> _HOW TO COMPLETE THIS TASK_: Among the records that follow, count the lines with the string "instance"; report only that count.

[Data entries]
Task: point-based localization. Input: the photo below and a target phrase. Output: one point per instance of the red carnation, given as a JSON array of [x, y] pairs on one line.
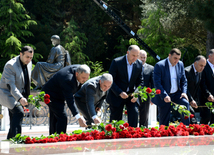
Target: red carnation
[[191, 116], [186, 117], [126, 112], [158, 91], [46, 96], [47, 101], [108, 127], [113, 129], [126, 125], [148, 90]]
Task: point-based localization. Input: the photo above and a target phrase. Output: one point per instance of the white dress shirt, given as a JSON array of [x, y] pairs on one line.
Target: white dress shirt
[[211, 65], [173, 77], [129, 70]]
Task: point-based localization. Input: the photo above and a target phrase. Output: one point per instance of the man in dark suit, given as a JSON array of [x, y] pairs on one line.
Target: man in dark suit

> _EXERCISE OUTPUT_: 3